┌─ 文本摘录

这个数据格式同样在README_zh明确记录了,复用就好,当然,读者可能注意自己手上的数据并没有标准集上面那么多的标签,这个也不要紧,阅读readme的数据准备部分,在手上只有source和target时,按标准准备好txt和scp文件,然后执行下面的命令:

sensevoice2jsonl \
++scp_file_list='["../../../data/list/train_wav.scp", "../../../data/list/train_text.txt"]' \
++data_type_list='["source", "target"]' \
++jsonl_file_out="../../../data/list/train.jsonl" \
++model_dir='iic/SenseVoiceSmall'

就可以生成finetune需要的jsonl文件了,如果读者还有其他的标签,可以具体阅读readme,使用其他的指令。

这个数据格式很重要,上面我手搓的数据集也能跑,但结果是跑了好几次,精度都没有任何变换,另外记得路径最好用绝对路径,忘记是啥坑了,只记得得出来的结论是绝对路径更保险

5.微调

bash finetune.sh

在终端内定位到具体目录,然后输入上述命令即可。

先看看运行部分的参数

torchrun $DISTRIBUTED_ARGS \
${train_tool} \
++model="${model_name_or_model_dir}" \
++trust_remote_code=true \
++train_data_set_list="${train_data}" \
++valid_data_set_list="${val_data}" \
++dataset_conf.data_split_num=1 \
++dataset_conf.batch_sampler="BatchSampler" \
++dataset_conf.batch_size=600  \
++dataset_conf.sort_size=1024 \
++dataset_conf.batch_type="token" \
++dataset_conf.num_workers=4 \
++train_conf.max_epoch=200 \
++train_conf.log_interval=10 \
++train_conf.resume=true \
++train_conf.validate_interval=2000 \
++train_conf.save_checkpoint_interval=2000 \
++train_conf.keep_nbest_models=20 \
++train_conf.avg_nbest_model=10 \
++train_conf.use_deepspeed=false \
++train_conf.deepspeed_config=${deepspeed_config} \
++optim_conf.lr=0.0002 \
++output_dir="${output_dir}" &> ${log_file}

这个在sensevoice的readme里面没有解释,但在FunASR的doc下面的readme有大部分的解释,可以对着修改成你需要的,或则一键ai解释

真正需要修改的部分主要有两点:

1.数据集路径

2.train_ds.py的路径(上面的readme有提到过,调用的阿里funasr的)

└─
┌─ 记录摘录

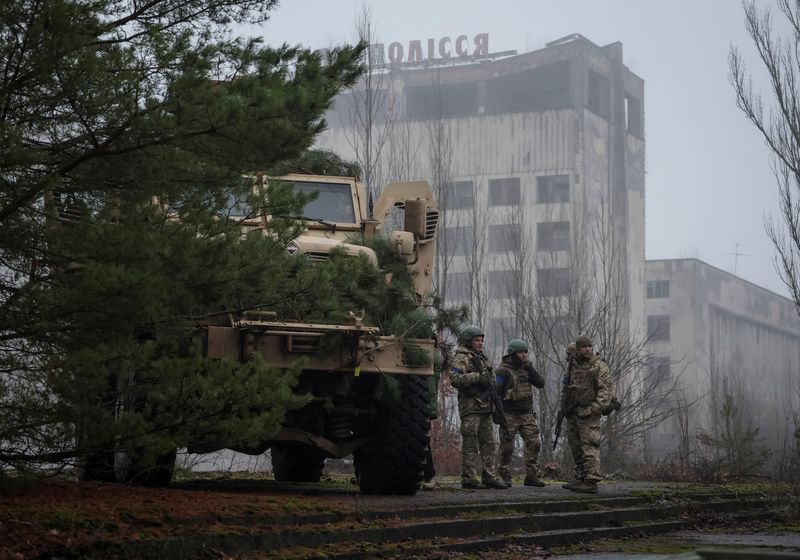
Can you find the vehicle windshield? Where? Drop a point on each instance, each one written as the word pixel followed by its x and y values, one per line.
pixel 333 204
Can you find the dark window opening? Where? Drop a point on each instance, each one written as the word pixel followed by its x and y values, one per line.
pixel 504 192
pixel 458 195
pixel 457 241
pixel 457 286
pixel 553 281
pixel 552 189
pixel 504 238
pixel 502 283
pixel 633 116
pixel 657 289
pixel 552 236
pixel 599 94
pixel 658 327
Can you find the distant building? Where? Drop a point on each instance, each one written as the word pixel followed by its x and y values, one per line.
pixel 716 335
pixel 534 157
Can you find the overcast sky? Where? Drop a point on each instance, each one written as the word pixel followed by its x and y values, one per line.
pixel 709 183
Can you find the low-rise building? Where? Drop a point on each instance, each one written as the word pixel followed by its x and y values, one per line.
pixel 728 349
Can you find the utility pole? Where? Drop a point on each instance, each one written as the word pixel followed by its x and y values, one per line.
pixel 736 254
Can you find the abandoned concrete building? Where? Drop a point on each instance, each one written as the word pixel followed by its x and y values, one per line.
pixel 530 155
pixel 538 162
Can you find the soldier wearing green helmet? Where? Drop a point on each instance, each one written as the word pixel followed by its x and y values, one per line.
pixel 471 374
pixel 587 395
pixel 516 378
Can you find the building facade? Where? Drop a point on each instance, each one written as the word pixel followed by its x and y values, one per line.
pixel 538 162
pixel 716 338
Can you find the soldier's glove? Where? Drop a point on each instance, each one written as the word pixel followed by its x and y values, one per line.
pixel 585 411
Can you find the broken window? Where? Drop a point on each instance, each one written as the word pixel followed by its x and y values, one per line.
pixel 633 116
pixel 539 89
pixel 458 196
pixel 553 281
pixel 552 236
pixel 502 283
pixel 457 240
pixel 504 192
pixel 504 238
pixel 552 189
pixel 457 286
pixel 441 100
pixel 657 328
pixel 657 289
pixel 598 94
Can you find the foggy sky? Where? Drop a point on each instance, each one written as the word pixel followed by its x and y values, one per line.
pixel 709 183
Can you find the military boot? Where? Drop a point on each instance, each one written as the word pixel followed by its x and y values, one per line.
pixel 533 481
pixel 495 483
pixel 587 487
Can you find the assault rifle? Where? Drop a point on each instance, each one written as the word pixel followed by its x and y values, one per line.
pixel 490 394
pixel 562 412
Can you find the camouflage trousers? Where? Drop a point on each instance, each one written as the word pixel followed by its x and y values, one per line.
pixel 583 436
pixel 528 429
pixel 477 444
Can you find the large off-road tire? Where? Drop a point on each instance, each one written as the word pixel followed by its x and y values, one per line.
pixel 394 463
pixel 158 475
pixel 297 462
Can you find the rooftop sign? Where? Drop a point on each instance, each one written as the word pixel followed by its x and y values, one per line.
pixel 433 51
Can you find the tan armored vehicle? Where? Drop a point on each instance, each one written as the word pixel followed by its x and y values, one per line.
pixel 388 438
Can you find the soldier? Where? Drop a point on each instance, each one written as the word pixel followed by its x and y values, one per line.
pixel 516 378
pixel 471 374
pixel 587 395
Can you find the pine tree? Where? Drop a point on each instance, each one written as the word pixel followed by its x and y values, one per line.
pixel 125 129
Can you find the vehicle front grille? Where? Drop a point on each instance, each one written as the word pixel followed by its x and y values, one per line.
pixel 431 223
pixel 317 256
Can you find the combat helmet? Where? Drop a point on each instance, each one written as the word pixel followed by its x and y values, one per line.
pixel 468 333
pixel 582 341
pixel 516 345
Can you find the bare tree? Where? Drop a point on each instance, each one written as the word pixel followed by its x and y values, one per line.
pixel 373 111
pixel 779 125
pixel 440 162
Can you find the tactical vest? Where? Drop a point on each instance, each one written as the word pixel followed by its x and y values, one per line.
pixel 583 382
pixel 521 388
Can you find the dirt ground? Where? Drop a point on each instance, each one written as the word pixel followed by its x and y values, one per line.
pixel 51 515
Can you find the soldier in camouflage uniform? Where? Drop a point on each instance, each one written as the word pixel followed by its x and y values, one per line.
pixel 516 378
pixel 471 374
pixel 587 396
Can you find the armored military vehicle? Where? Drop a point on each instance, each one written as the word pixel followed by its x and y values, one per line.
pixel 387 437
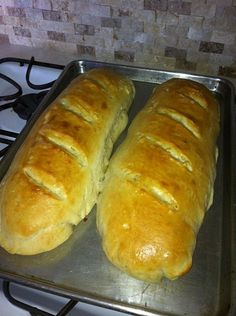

└─

▶ [任务要求] 续写这篇讲SenseVoice模型微调的文本,从它最后一句之后接着写。 这些记录用不上。

▶ [预期输出]
这里我直接给出finetune.sh的代码部分,稍作修改就能用,pwd指的是SenseVoice文件夹的目录,所以将数据集丢SenseVoice的data文件夹下

# Copyright FunASR (https://github.com/alibaba-damo-academy/FunASR). All Rights Reserved.
#  MIT License  (https://opensource.org/licenses/MIT)

workspace=`pwd`

# which gpu to train or finetune
export CUDA_VISIBLE_DEVICES="0,1,2,3"
gpu_num=$(echo $CUDA_VISIBLE_DEVICES | awk -F "," '{print NF}')

# model_name from model_hub, or model_dir in local path

## option 1, download model automatically
model_name_or_model_dir="iic/SenseVoiceSmall"

## option 2, download model by git
#local_path_root=${workspace}/modelscope_models
#mkdir -p ${local_path_root}/${model_name_or_model_dir}
#git clone https://www.modelscope.cn/${model_name_or_model_dir}.git ${local_path_root}/${model_name_or_model_dir}
#model_name_or_model_dir=${local_path_root}/${model_name_or_model_dir}


# data dir, which contains: train.json, val.json
train_data=${workspace}/data/train.jsonl
val_data=${workspace}/data/val.jsonl

# exp output dir
output_dir="./outputs"
log_file="${output_dir}/log.txt"

deepspeed_config=${workspace}/deepspeed_conf/ds_stage1.json

mkdir -p ${output_dir}
echo "log_file: ${log_file}"

DISTRIBUTED_ARGS="
    --nnodes ${WORLD_SIZE:-1} \
    --nproc_per_node $gpu_num \
    --node_rank ${RANK:-0} \
    --master_addr ${MASTER_ADDR:-127.0.0.1} \
    --master_port ${MASTER_PORT:-26669}
"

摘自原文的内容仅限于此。